**Work to do:**
Express the lines of the material below, from the line containing "Annotation guideline: for every instance of the silver" through the end of the material, as a JSON list of strings with one string per line and no blank lines.

**Data supplied:**

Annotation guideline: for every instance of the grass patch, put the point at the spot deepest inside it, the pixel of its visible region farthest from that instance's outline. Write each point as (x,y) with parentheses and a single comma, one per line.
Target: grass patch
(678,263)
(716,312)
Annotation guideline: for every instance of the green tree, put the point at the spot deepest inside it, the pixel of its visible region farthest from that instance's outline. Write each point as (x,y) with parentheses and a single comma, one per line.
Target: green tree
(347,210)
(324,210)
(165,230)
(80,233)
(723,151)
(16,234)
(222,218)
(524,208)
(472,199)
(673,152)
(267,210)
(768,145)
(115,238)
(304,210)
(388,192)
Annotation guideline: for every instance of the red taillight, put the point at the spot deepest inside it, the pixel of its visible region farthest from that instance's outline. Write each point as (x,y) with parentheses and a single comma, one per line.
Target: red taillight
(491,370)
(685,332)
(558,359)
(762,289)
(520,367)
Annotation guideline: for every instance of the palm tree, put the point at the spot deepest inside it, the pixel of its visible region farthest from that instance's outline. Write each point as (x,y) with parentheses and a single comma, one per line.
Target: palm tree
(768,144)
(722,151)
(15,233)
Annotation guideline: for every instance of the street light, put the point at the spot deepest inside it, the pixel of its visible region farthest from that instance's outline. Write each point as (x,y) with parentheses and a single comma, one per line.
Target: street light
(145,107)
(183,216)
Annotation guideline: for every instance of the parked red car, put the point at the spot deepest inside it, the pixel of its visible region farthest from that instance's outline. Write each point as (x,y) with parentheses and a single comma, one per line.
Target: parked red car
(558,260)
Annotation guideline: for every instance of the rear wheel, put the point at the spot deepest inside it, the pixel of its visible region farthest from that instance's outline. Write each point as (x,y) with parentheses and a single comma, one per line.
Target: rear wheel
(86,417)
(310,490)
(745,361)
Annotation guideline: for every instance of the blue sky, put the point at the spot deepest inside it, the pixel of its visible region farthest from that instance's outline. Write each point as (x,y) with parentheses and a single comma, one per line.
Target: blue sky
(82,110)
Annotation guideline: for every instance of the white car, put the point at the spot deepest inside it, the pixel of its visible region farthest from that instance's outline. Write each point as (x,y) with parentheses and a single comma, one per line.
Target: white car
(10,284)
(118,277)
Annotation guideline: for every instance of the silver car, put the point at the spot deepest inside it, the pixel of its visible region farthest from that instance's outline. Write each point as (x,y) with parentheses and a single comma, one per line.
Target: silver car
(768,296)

**Answer for this exercise:**
[
  "Annotation guideline: for every instance of the silver car, put the point at the spot deepest inside it, the pixel of its visible region farthest from that instance's outline. Write each point as (x,y) with parentheses and a single comma, one per line.",
  "Target: silver car",
  "(768,296)"
]